BaFin - Navigation & Service

Erscheinung:22.09.2017 Rede zu aktuellen regulatorischen Themen für die Finanzindustrie

Rede von Felix Hufeld bei der „5. Fachtagung: Neue Rechtsanforderungen für Kreditinstitute, Versicherungsunternehmen und Fondsgesellschaften – ein Level Playing Field!?“ der Hochschule der deutschen Bundesbank und der Universität Paderborn am 22. September 2017

Es gilt das gesprochene Wort.

„Quo vadis?“ – „Wohin gehst Du?“ Selbst die Nichtbibelfesten unter Ihnen werden dieser Frage schon oft begegnet sein, meine Damen und Herren. Petrus stellt sie im Johannesevangelium Jesus, der kurz zuvor verkündet hatte, dass einer der Anwesenden ihn verraten werde. Auch den berühmten ersten Satz des Johannesevangeliums werden Sie kennen: „Am Anfang war das Wort.“ Auf unser eher profanes Thema übertragen, lautet die vergleichsweise triviale Frage, die ich heute beantworten soll: Quo vadis, Regulatorik?“ – und wir müssen feststellen: Am Anfang war die Krise.

Und zwar immer wieder aufs Neue, wie die Geschichte zeigt. Auf eine Krise folgt eine Phase der Regulierung, darauf eine Phase der Deregulierung und darauf eine erneute Krise. Das jüngste Beispiel ist vielen von uns in schlechter Erinnerung: die Finanzkrise 2007/2008. Sie brach aus in einer Zeit des Laissez-faire. In den Jahrzehnten vor der Krise hatten weitreichende regulatorische Lockerungsübungen stattgefunden. Der Finanzmarkt reguliere sich selbst, hieß es, und nur wenn man ihn von staatlichen Ketten befreie, könne er wachsen und das Wohl aller mehren. Dass der Markt versagen kann, dass er – frei nach Keynes – länger illiquide sein kann, als Sie und ich solvent, all das hatte man in Zeiten sprudelnder Gewinne ausgeblendet.

* _GESTELLTE AUFGABE 1_: Welche Krise nennt die Rede von Felix Hufeld als jüngstes Beispiel für den Kreislauf von Krise, Regulierung und Deregulierung?
* _GESTELLTE AUFGABE 2_: Führe die Rede von Felix Hufeld im Anschluss an ihren letzten Satz fort.

* _EXTRAHIERTE ZEILEN_:
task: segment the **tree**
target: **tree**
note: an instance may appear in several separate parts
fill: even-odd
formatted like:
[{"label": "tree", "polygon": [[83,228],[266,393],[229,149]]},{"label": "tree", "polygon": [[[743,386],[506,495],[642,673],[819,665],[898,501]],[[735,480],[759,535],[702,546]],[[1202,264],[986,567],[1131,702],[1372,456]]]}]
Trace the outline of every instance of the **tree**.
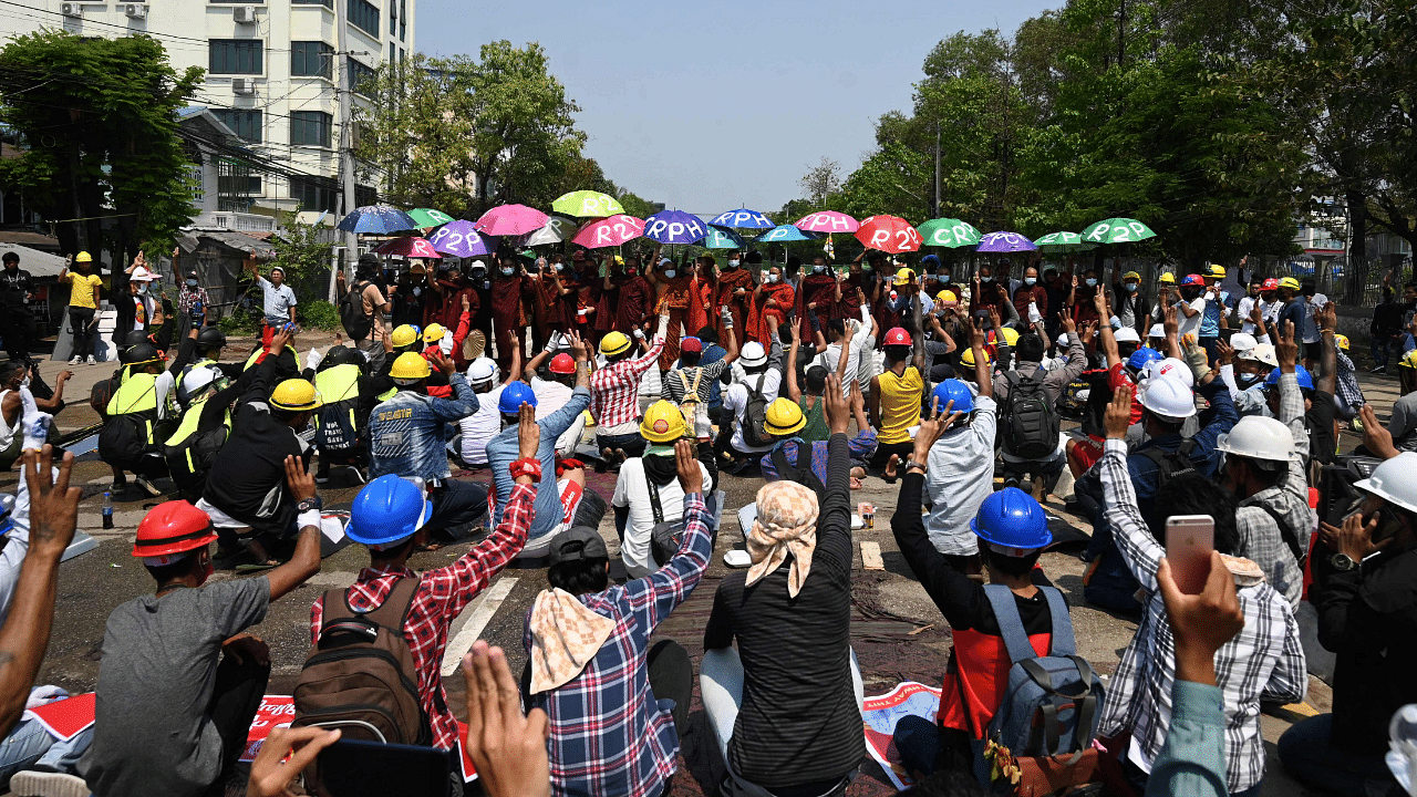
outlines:
[{"label": "tree", "polygon": [[177,111],[201,75],[179,75],[146,35],[16,37],[0,50],[0,123],[24,155],[0,163],[0,182],[45,217],[81,220],[58,227],[62,251],[102,247],[101,217],[116,223],[115,267],[142,244],[166,251],[194,213]]}]

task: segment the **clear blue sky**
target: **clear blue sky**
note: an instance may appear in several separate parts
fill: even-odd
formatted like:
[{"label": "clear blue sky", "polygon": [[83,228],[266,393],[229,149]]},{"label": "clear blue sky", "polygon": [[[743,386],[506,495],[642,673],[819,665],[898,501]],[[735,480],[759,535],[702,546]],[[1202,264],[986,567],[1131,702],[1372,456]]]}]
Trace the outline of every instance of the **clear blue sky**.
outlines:
[{"label": "clear blue sky", "polygon": [[846,173],[908,111],[930,50],[1060,0],[418,0],[418,48],[538,41],[615,184],[691,213],[778,210],[825,155]]}]

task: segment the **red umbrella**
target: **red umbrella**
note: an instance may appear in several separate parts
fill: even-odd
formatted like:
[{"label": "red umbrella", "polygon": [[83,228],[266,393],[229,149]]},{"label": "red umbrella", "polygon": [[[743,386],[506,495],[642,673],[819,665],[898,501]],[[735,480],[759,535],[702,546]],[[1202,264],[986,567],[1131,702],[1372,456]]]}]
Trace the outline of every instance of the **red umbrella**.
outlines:
[{"label": "red umbrella", "polygon": [[377,255],[397,255],[397,257],[421,257],[428,260],[442,260],[438,250],[428,243],[427,238],[419,238],[417,235],[407,235],[402,238],[390,238],[374,250]]},{"label": "red umbrella", "polygon": [[880,250],[898,255],[920,250],[920,233],[910,225],[910,221],[898,216],[871,216],[862,220],[862,228],[856,231],[856,240],[867,250]]}]

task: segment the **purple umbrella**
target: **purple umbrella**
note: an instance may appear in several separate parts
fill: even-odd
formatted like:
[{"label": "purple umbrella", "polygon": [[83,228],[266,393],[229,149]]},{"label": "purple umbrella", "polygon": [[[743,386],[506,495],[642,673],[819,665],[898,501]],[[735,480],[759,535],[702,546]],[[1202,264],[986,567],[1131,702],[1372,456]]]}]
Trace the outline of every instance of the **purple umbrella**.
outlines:
[{"label": "purple umbrella", "polygon": [[478,233],[472,221],[462,218],[439,227],[428,243],[434,250],[455,257],[478,257],[497,251],[497,243],[490,235]]},{"label": "purple umbrella", "polygon": [[660,244],[697,244],[708,225],[682,210],[660,210],[645,220],[645,237]]},{"label": "purple umbrella", "polygon": [[976,252],[1032,252],[1037,250],[1026,235],[1017,233],[989,233],[979,238]]}]

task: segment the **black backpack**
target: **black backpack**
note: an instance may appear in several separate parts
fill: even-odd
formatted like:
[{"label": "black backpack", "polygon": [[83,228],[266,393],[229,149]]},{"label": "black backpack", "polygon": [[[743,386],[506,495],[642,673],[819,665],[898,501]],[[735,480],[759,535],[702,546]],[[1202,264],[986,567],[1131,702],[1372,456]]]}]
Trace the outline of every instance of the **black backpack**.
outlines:
[{"label": "black backpack", "polygon": [[361,279],[340,296],[340,325],[350,340],[364,340],[374,330],[374,316],[364,312],[364,289],[370,282]]},{"label": "black backpack", "polygon": [[1003,372],[1009,398],[999,413],[999,431],[1005,452],[1020,459],[1047,459],[1058,448],[1061,420],[1043,390],[1043,367],[1030,376]]},{"label": "black backpack", "polygon": [[762,424],[768,420],[768,397],[762,394],[762,381],[768,379],[764,372],[758,376],[758,386],[748,389],[748,406],[743,410],[743,441],[752,447],[772,445],[772,437]]}]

* _ERGEBNIS 1_: Die Finanzkrise 2007/2008.

* _ERGEBNIS 2_:
Es schien ja auch so einfach zu sein: In der Alles-ist-Möglich-Atmosphäre der 90er und der Nuller Jahre brauchte man nur die Ärmel hochzukrempeln, die Ellenborgen auszufahren – und zuzugreifen. Ähnlich wie Gordon Gekko in dem Film Wall Street. Michael Douglas hat diese Rolle so eindrucksvoll gespielt, dass der gierige Gekko offenbar Role Model für Viele wurde. Obwohl er ins Gefängnis wanderte und der Film als Kritik gedacht war. In einem Finanzsystem, das sich von der Realwirtschaft partiell abgekoppelt hatte, galt der klassische Bankberater, der Kredite an Mittelständler vergab, als graumäusiger Langweiler. In seinem Sittengemälde „The big short“ aus dem Jahr 2010 schildert der US-amerikanische Publizist und Wirtschaftsjournalist Michael M. Lewis beklemmend anschaulich, wie eine unheilvolle Melange aus großen Egos, Nichtwissen, Nicht-Wissen-Wollen, Partikularinteressen und politischen Motiven die Dinge aus dem Ruder laufen ließ.

Mit dem Zusammenbruch des Finanzsystems ging auch das Vertrauen der Kunden verloren. Die gesamte Finanzbranche stand plötzlich am öffentlichen Pranger. Banker und Vertriebsmitarbeiter mussten sich vorwerfen lassen, ihren Kunden Produkte verkauft zu haben, die sie selbst nicht richtig verstanden hatten. Die Gekkos unter ihnen hatten den Ruf ihrer gesamten Zunft verspielt.

Wir mussten also – wieder einmal – erfahren, dass ein schwach reguliertes Finanzsystem nicht auf Dauer stabil sein kann. Stabil ist ein Finanzsystem dann, wenn es auch in Schlechtwetterlagen seinen Grundfunktionen nachkommen kann und finanzielle Ressourcen dorthin lenkt, wo sie den größten volkswirtschaftlichen Nutzen stiften. Nur wenn ein Finanzsystem stabil ist und die Menschen genau darauf auch vertrauen können, nur dann kann es also der Entwicklung der Volkswirtschaft und damit dem Wohlstand einer Gesellschaft dienen. Wobei Sie den Begriff „dienen“ durchaus wörtlich verstehen dürfen. Die Abwesenheit von Finanzstabilität bedeutet Krise, und die bedeutet horrende private und öffentliche Kosten. Finanzstabilität ist daher ein für alle erstrebenswerter Zustand, ein schützenswertes öffentliches Gut.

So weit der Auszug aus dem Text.